# To be done
Copy the wording of every item below word for word, keeping all punctuation and line breaks unchanged.

====================

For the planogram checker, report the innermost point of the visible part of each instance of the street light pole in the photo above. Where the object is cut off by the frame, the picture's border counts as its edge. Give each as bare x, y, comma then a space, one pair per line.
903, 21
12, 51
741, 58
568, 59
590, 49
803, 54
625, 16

====================

# Complete answer
For the planogram checker, report the innermost point of the visible part of each instance of the street light pole in the photo above. Where the object is cut off by the frame, the picture's border counts as its edge. Give each as bare x, y, comma then a space, one pair per line.
903, 21
12, 51
741, 58
568, 59
590, 49
803, 54
625, 16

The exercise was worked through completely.